══ DATASET ENTRIES ══

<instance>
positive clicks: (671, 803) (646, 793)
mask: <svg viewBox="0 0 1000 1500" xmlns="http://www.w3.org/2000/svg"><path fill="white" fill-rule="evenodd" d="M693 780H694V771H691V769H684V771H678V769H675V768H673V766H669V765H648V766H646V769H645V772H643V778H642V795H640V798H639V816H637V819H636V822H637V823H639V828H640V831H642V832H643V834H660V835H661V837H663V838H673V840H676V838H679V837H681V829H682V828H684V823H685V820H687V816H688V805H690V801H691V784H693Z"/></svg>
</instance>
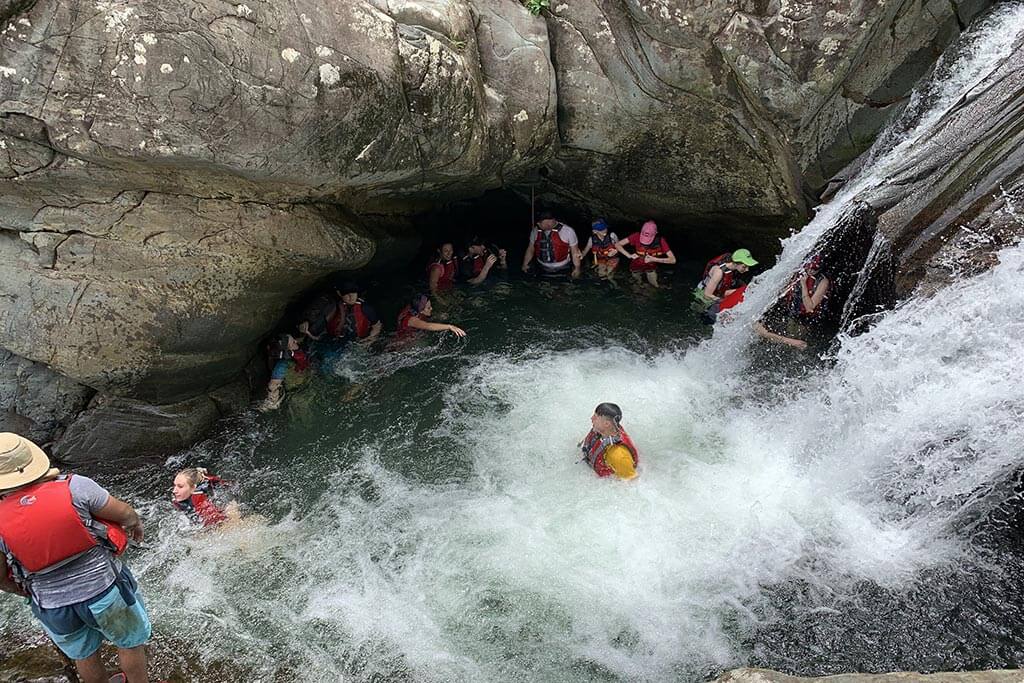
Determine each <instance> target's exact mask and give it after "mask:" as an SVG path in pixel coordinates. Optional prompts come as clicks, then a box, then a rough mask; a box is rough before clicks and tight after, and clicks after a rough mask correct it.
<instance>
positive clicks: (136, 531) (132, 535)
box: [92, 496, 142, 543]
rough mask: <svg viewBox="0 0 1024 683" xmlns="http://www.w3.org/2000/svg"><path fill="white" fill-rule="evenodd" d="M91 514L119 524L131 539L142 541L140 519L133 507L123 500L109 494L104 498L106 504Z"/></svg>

═══

(EXERCISE REQUIREMENTS) The result should be a verbatim copy of the data, free of pictures.

(EXERCISE RESULT)
<instance>
positive clicks: (671, 803) (646, 793)
mask: <svg viewBox="0 0 1000 1500" xmlns="http://www.w3.org/2000/svg"><path fill="white" fill-rule="evenodd" d="M693 780H694V771H691V769H684V771H678V769H675V768H673V766H669V765H648V766H646V769H645V772H643V778H642V795H640V798H639V816H637V819H636V822H637V823H639V828H640V831H642V832H643V834H660V835H661V837H663V838H673V840H676V838H679V837H681V829H682V828H684V823H685V820H687V816H688V805H690V801H691V784H693Z"/></svg>
</instance>
Determine each <instance> target's exact mask and give it after "mask:" as an SVG path in pixel coordinates. Optional prompts come as clicks, then a box, then a rough mask; a box is rough before clicks and tight after, and clicks after a rough mask correct it.
<instance>
positive clicks: (136, 531) (132, 535)
box: [92, 496, 142, 543]
rough mask: <svg viewBox="0 0 1024 683" xmlns="http://www.w3.org/2000/svg"><path fill="white" fill-rule="evenodd" d="M91 514L119 524L131 539L142 541L140 519L133 507L123 500L109 494L104 498L106 504Z"/></svg>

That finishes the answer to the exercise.